THE TASK:
Collect every line in the entries below that contains the word "mountain".

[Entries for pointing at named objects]

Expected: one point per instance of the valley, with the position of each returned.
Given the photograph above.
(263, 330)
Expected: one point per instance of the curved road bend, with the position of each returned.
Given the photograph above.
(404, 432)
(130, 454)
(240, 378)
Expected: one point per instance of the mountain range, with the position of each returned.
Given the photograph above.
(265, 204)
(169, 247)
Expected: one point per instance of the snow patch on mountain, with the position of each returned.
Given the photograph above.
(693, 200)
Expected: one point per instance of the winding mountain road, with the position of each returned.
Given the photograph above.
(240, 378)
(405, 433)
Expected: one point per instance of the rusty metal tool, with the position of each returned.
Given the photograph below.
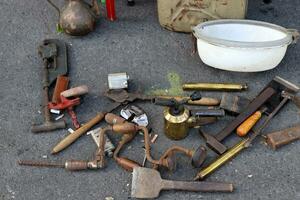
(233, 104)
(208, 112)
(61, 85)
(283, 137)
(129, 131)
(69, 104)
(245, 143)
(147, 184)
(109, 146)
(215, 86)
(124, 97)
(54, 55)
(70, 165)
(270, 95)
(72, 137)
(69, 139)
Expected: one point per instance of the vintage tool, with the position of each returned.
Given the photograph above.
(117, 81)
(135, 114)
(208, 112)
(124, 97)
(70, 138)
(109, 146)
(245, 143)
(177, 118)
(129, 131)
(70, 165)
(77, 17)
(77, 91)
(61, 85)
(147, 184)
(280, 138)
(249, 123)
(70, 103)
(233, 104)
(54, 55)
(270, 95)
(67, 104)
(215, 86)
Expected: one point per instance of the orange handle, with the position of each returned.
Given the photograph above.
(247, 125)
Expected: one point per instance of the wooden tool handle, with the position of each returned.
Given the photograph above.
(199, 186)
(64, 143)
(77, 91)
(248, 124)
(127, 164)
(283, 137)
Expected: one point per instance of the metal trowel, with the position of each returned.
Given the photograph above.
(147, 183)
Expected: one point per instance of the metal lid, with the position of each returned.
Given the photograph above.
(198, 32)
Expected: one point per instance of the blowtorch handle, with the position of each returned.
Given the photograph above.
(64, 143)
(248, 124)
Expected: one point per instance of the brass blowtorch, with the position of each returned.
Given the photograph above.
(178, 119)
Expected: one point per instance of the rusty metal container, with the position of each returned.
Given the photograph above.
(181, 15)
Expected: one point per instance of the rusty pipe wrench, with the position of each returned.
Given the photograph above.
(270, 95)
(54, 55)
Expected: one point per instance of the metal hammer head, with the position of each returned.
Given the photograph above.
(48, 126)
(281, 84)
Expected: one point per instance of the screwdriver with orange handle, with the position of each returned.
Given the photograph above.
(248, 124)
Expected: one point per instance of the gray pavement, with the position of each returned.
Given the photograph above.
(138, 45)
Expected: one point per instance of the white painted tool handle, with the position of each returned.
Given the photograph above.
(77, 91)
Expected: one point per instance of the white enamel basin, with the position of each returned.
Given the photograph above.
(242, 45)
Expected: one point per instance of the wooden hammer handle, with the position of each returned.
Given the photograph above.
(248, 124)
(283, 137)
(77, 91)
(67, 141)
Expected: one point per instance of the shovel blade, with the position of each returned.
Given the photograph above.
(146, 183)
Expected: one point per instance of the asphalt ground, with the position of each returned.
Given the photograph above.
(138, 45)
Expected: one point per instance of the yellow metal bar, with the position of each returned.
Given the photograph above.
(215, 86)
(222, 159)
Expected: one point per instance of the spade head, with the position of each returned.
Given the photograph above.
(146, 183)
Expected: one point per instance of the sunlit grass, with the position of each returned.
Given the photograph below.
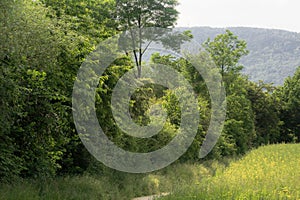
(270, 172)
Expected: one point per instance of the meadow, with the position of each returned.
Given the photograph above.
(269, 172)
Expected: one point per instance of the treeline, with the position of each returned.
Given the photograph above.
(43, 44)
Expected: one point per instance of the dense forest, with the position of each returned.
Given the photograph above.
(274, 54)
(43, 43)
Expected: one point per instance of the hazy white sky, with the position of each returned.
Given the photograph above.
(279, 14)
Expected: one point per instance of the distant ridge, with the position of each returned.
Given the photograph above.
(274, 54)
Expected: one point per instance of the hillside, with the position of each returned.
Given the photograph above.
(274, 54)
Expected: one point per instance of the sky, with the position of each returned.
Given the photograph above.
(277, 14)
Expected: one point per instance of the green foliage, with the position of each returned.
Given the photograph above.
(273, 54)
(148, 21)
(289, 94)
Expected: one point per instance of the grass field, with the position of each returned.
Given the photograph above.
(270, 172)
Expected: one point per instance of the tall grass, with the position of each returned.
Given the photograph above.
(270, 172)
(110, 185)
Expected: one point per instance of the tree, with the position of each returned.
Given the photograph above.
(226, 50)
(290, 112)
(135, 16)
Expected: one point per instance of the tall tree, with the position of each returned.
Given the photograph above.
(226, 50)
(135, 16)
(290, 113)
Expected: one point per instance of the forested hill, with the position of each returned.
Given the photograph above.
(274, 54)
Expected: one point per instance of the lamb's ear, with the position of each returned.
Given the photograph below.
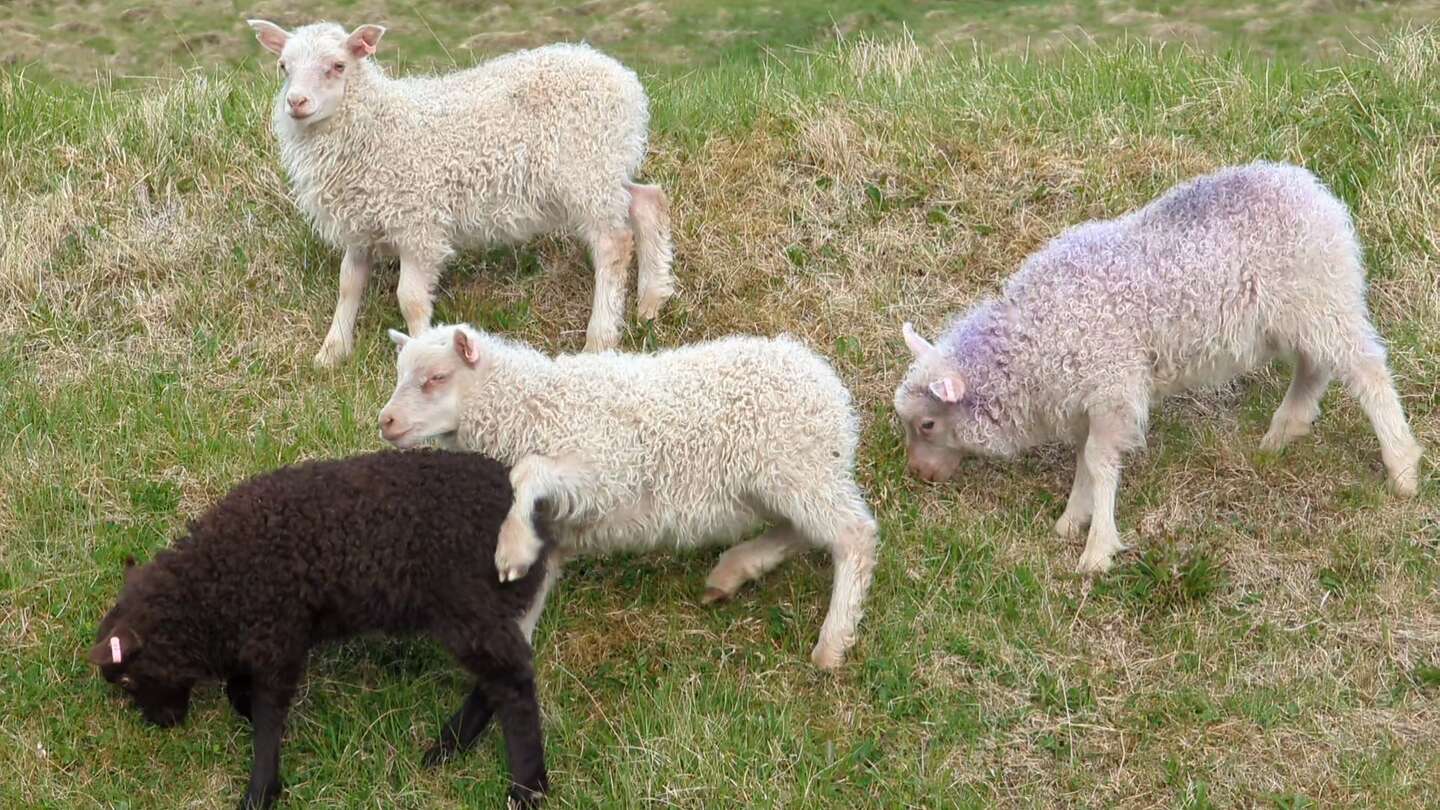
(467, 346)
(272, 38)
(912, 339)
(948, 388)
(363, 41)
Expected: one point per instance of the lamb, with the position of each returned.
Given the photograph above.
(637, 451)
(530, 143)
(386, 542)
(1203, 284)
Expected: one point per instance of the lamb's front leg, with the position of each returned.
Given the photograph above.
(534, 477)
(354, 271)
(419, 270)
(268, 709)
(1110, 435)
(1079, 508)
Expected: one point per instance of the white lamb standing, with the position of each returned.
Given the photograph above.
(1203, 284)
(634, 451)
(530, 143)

---

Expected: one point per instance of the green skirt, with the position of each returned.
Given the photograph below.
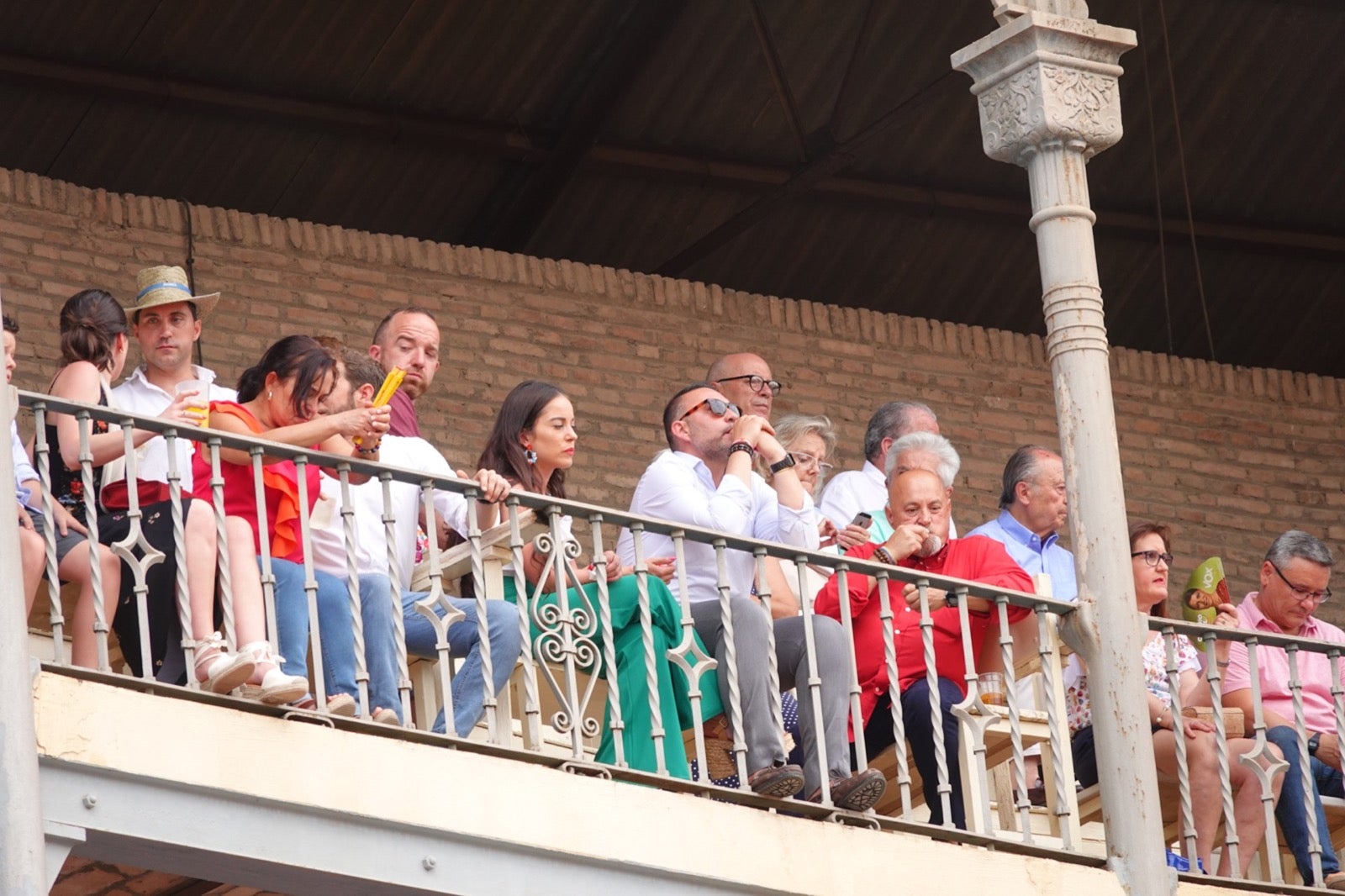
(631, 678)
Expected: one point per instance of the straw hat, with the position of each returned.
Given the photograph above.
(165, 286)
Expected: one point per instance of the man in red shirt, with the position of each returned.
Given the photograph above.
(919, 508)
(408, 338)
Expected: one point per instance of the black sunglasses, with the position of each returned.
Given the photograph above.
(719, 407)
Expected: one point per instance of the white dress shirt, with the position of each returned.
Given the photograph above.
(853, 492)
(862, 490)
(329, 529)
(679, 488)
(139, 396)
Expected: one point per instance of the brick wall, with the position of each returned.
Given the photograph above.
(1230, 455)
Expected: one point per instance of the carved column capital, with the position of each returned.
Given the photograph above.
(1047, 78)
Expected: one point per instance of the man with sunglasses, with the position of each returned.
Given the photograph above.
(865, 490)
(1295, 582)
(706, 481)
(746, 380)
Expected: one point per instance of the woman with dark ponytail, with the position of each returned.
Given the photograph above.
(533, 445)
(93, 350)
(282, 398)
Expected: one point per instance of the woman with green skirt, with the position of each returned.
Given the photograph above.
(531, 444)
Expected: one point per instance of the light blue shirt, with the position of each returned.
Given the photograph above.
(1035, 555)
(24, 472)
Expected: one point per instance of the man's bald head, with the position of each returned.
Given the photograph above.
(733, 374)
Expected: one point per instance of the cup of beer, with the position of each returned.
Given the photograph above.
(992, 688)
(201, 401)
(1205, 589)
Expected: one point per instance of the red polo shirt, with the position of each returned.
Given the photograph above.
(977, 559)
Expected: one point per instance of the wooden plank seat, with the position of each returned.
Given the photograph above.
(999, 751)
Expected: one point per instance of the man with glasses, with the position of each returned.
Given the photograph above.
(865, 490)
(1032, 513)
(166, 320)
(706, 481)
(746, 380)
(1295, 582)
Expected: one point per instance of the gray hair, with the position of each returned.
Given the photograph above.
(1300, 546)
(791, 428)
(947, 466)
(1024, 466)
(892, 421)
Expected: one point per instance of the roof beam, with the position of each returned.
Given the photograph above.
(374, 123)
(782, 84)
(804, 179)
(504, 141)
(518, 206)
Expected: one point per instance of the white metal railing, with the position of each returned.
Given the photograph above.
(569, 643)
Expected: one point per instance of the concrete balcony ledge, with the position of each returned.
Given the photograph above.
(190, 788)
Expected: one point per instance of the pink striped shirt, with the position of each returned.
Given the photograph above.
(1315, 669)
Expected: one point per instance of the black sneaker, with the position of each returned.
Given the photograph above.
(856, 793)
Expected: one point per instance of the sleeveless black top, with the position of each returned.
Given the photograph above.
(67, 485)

--

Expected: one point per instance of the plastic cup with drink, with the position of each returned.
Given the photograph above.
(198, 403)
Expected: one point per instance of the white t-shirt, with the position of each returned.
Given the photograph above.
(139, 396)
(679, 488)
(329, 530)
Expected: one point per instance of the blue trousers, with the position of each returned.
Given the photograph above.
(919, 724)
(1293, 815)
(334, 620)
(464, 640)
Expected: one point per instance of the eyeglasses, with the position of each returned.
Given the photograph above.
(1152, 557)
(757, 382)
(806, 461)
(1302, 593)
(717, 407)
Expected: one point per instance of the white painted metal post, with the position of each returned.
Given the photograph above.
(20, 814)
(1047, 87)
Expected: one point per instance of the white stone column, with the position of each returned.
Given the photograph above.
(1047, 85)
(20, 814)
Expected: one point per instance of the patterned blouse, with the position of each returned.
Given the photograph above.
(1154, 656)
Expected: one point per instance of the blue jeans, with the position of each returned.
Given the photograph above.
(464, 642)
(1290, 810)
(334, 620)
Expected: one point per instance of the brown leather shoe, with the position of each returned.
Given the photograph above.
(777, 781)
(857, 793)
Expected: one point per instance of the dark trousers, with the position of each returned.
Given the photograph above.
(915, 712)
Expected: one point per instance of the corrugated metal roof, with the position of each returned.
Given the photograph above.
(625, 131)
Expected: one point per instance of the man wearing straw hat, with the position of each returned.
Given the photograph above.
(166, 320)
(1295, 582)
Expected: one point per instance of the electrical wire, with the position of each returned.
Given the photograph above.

RESULT BELOW:
Expected: one point per instance of the mountain range, with the position of each returned.
Expected: one point per instance of the snow patch on mountain, with the position of each returned.
Expected: one point per instance of the winding mountain road, with the position of each returned.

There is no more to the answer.